▸ **Task details**:
Output every line from the beginning of the records through the line that contains "Emit one marker per instance in this form: [(234, 51)].", exactly as it appears.

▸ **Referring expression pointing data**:
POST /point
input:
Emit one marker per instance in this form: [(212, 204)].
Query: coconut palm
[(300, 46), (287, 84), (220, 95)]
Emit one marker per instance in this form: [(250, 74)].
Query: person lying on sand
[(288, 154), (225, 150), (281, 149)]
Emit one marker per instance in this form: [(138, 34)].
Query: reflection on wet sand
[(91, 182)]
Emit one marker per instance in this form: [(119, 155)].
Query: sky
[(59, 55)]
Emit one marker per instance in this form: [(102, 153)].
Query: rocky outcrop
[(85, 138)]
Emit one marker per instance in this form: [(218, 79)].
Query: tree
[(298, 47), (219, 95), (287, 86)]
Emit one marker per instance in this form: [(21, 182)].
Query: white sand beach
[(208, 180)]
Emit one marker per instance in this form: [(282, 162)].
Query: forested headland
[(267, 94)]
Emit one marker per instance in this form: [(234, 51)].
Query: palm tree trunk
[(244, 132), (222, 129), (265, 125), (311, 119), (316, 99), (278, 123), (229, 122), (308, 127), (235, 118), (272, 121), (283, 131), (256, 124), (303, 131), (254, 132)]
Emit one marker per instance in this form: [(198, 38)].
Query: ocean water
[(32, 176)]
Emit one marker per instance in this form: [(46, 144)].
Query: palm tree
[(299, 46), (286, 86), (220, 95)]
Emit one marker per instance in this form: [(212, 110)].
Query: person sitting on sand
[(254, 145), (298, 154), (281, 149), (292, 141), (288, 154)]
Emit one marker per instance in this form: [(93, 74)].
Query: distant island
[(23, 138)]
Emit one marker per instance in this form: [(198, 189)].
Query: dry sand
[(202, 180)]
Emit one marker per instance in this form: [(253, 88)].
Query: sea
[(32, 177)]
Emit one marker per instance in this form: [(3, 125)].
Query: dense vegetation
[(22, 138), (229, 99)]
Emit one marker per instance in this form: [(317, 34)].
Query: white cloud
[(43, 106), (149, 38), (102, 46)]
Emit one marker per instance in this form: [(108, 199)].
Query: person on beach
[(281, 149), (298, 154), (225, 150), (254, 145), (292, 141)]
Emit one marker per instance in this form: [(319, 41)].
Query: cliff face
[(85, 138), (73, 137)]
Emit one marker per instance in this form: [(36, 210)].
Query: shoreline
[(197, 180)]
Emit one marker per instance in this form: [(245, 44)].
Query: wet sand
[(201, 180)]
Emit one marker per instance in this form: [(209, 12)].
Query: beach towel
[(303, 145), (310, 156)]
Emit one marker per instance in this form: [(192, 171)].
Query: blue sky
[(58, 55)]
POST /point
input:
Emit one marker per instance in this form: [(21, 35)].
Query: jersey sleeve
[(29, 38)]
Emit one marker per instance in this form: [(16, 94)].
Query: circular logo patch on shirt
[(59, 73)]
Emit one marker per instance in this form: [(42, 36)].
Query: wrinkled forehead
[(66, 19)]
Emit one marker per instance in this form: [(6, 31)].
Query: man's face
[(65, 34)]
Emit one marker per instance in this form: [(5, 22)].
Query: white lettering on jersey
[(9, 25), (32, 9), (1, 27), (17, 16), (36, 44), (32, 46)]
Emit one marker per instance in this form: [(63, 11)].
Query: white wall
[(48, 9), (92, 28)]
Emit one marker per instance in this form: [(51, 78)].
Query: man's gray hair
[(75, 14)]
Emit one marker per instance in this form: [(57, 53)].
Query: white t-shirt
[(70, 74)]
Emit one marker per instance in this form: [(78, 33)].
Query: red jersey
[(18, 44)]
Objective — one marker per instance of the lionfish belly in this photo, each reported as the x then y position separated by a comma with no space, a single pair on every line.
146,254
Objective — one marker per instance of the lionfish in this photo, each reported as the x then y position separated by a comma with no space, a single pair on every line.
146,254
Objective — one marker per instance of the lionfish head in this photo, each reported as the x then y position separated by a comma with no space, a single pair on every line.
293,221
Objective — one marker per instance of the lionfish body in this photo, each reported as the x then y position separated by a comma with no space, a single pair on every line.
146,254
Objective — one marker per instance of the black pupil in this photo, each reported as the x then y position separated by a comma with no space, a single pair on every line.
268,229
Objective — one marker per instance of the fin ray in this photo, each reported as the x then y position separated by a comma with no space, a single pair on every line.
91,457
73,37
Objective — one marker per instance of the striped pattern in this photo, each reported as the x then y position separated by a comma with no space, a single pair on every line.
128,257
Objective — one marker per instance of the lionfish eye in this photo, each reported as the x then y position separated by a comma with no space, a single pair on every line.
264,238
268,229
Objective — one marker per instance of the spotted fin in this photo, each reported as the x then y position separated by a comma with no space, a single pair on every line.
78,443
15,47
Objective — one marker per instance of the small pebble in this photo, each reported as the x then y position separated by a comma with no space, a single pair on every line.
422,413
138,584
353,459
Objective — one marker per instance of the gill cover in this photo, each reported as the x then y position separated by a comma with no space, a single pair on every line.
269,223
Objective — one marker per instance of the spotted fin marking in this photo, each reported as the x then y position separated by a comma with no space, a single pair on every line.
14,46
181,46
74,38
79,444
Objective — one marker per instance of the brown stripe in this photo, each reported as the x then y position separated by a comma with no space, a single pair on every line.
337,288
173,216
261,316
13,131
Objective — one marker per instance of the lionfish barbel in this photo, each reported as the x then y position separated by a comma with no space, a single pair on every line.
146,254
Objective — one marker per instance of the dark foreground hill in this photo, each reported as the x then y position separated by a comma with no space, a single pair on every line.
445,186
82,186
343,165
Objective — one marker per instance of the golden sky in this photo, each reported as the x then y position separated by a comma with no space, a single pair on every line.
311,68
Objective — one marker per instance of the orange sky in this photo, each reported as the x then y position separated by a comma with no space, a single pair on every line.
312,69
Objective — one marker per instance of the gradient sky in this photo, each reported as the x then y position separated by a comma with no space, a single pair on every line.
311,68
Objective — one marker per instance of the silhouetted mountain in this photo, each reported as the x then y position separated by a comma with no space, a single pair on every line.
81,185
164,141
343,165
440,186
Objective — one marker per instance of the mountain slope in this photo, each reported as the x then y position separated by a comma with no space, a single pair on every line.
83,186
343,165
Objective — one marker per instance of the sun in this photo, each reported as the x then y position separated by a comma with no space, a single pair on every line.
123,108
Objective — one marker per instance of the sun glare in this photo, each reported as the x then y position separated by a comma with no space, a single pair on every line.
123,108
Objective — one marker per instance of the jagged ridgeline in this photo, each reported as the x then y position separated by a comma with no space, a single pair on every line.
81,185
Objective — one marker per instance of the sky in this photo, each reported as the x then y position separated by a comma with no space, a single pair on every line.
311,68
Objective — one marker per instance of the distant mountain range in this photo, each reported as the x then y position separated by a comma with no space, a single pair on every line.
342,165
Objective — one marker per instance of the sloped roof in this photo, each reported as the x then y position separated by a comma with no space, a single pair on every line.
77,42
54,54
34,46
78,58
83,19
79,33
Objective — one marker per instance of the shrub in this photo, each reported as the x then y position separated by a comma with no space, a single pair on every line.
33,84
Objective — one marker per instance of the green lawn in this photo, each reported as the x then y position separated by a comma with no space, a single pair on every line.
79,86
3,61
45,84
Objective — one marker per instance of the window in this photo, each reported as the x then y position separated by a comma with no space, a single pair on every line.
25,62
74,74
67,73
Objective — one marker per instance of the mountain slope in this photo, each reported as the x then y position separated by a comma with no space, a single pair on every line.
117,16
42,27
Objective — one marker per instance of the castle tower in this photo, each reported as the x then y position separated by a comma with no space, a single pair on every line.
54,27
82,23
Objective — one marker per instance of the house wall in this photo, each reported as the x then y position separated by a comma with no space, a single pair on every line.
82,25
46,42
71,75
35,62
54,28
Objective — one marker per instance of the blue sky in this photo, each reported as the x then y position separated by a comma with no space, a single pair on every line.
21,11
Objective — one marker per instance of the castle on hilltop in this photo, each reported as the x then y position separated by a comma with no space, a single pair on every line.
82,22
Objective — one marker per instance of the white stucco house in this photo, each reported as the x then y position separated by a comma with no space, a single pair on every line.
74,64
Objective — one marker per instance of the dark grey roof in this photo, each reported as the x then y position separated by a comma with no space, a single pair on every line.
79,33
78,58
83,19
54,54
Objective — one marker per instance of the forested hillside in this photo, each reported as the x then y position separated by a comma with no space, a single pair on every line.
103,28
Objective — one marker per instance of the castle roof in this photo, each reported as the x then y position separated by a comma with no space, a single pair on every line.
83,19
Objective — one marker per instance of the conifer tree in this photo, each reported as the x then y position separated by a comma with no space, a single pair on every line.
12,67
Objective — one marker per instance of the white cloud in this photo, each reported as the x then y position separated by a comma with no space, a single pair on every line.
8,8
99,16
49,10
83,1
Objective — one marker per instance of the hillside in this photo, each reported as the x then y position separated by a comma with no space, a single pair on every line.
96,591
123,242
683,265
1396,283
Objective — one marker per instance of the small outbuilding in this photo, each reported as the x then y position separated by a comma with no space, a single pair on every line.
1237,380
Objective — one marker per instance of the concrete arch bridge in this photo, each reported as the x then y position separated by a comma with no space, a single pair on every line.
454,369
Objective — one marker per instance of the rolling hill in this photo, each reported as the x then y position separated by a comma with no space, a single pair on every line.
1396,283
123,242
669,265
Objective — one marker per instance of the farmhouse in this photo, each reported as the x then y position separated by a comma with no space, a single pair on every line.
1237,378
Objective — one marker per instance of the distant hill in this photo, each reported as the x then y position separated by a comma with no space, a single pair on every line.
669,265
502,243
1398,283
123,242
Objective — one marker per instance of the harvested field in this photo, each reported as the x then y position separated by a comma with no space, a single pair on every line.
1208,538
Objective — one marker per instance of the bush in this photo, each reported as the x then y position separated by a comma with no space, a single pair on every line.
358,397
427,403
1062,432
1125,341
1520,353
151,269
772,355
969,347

▸ **Task answer**:
POST /point
input:
Emit one marker per instance in this form: [(212, 204)].
Query: coconut palm
[(300, 46), (287, 84), (220, 95)]
Emit one marker per instance in this form: [(250, 74)].
Query: person lying on sand
[(288, 154), (225, 150), (281, 149)]
Emit one marker per instance in this form: [(138, 34)].
Query: reflection on wet sand
[(91, 182)]
Emit one marker per instance in this form: [(119, 155)].
Query: sky
[(59, 55)]
Emit one marker per instance in this form: [(102, 153)].
Query: rocky outcrop
[(85, 138)]
Emit one marker per instance in this form: [(218, 79)].
Query: tree
[(298, 47), (219, 95), (287, 86)]
Emit one marker per instance in this form: [(21, 182)].
Query: white sand beach
[(208, 180)]
Emit one marker per instance in this form: [(282, 162)].
Query: forested headland
[(267, 94)]
Emit one marker per instance in this form: [(234, 51)].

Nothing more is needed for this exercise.